___ ページ抜粋

ところが、これまでの研究成果も形なしと思わせるほど未知の部分が多い作家も、また李人稙なの
である。作品論に比べて作家論はずっと貧弱であり、彼は韓国近現代文学史を通しておそらくもっと
もミステリアスな作家と言っても過言ではない。その理由はいろいろ考えられる。名門出身でないこ
と、貧しい家柄であること、近代的な教育制度が施行される以前に青年期を送ったことなどは、彼の
名前が記録に残ることを妨げたはずである。なによりも彼の強い「親日経歴」が、それにかかわる多
くの痕跡や記録を消したし、我々みずからが廃棄した可能性も高い。
最近、何人かの研究者によって李人稙についての新たな論議が提起されている。1896 年 2 月の露
館播遷による親日内閣崩壊のあと趙重應とともに日本に亡命したこと、『血の涙』を改作した『牡丹
峰』の発掘、1900 年に官費留学生になったのは日本に滞在中であったことなどが、最近提起あるい
は確認された事実である。しかし、1896 年の亡命説が事実だとしても、李人稙についての研究が大
きく進捗したとは言いがたい。李人稙の 54 年の生涯のうち、断片的な事実を通して知りうるのは 20
年に過ぎないからだ。とくに現在まったく知られていない期間が、個人の世界観と人格が形成される
30 代半ば以前であることを考えると、李人稙は解明すべき点がまだきわめて多い作家だといえる。

______

■ 与えられた指示 ■
上の李人稙についての文章を、最後の文のあとから書き継いでもらえますか。

___ 提供された情報

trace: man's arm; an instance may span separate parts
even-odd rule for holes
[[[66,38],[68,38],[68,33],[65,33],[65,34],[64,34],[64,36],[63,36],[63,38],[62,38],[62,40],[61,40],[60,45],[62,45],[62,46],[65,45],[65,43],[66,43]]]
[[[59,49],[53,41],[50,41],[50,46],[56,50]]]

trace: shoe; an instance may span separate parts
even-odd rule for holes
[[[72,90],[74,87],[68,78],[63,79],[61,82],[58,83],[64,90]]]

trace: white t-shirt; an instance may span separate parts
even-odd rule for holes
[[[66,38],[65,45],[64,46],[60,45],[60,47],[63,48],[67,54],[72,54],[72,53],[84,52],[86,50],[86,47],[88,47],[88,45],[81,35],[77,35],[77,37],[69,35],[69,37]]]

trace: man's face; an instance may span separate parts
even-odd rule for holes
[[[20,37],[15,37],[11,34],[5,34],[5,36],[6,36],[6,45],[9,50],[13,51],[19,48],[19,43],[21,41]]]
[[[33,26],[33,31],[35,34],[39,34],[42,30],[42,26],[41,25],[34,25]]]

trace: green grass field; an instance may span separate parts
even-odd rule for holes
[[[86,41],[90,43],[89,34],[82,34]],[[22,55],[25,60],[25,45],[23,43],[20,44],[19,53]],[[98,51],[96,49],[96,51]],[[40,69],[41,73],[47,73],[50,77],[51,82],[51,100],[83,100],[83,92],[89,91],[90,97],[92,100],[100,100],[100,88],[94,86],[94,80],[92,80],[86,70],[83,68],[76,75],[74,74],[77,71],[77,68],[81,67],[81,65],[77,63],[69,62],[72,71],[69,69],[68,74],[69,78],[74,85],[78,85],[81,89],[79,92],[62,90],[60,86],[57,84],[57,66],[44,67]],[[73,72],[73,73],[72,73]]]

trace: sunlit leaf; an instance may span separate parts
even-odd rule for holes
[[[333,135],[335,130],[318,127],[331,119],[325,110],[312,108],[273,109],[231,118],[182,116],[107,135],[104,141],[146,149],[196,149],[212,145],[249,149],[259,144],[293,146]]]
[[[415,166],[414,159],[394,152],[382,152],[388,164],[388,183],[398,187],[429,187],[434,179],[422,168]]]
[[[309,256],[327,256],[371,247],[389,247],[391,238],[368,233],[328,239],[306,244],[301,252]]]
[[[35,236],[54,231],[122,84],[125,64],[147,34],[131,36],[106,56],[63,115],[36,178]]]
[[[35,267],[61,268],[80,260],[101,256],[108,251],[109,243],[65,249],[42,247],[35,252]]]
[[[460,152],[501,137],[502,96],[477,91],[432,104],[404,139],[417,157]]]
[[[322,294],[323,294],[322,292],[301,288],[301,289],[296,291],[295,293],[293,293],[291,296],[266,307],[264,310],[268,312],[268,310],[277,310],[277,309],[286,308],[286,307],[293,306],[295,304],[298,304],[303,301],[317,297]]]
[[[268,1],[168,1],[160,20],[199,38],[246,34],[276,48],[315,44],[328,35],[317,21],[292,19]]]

______

■ 回答は以下 ■
現在のところ知られている 24 年間(1896~1916)についての事実にも問題が多い。その詳細がはっ
きりしていないからだ。1896 年亡命説が事実だという前提に立って話を進めるとして、1896 年の亡
命のとき李人稙がどんな役割を果たしたのか、彼が通ったという東京政治学校はどんな学校で、彼は
この学校で何を学んだのか、そもそも本当に通ったのか、どうやって官費留学生になったのか、日本
の『都新聞』の見習いはどういうものだったのか、何がきっかけで、どんな過程を踏んで日露戦争に
従軍したのか、また『万歳報』『帝国新聞』『國民新報』『大韓新聞』などの言論人としての具体的
な役割や李完用と趙重應ら親日官僚との関係など、どれ一つ取ってもはっきりしたことは不明で研究
もなされていない。研究のほとんどは、作品に現われた親日的要素を中心に、李完用の秘書として日
韓併合の工作に大きく関与したなど、親日政治家としての姿を強調するのみである。
現在、李人稙という人物の研究において核心をなしていると思われる資料は、1907 年に彼が直接
作成した『大韓帝国官員履歴書』である。李人稙を解明するにあたってほぼ唯一といえるこの履歴書
には、それでも 1900 年以後のことが記録されている。しかし、李人稙自身が作成したこの資料につ
いては大きな問題点がある。作成者本人が書きたいことだけを恣意的に書いた可能性を排除できない
からだ。現在のように履歴書に記載した事項に証拠書類を添付しない状況において、自分に不利な事
項、無理に明らかにしなくてもよい事項は書かない、あるいは事実と違うことを書いても大丈夫であ
る。違うことを故意に記載した場合、違っていることを証明できる客観的資料とか周辺人物らの証言
があればいいが、李人稙は残念ながらそういうものがない。
本研究はまさにこの地点から出発する。未知の領域である 1896 年以前の行動や、李人稙を再評価
しうる決定的な内容に関するものではない。これまで特に疑うことなく論議してきたことを再検討し、
特定期間の李人稙の行動を追跡してみようというのである。具体的には、李人稙が通った唯一の学校
である東京政治学校と日韓併合直前の李人稙の訪日について検討する。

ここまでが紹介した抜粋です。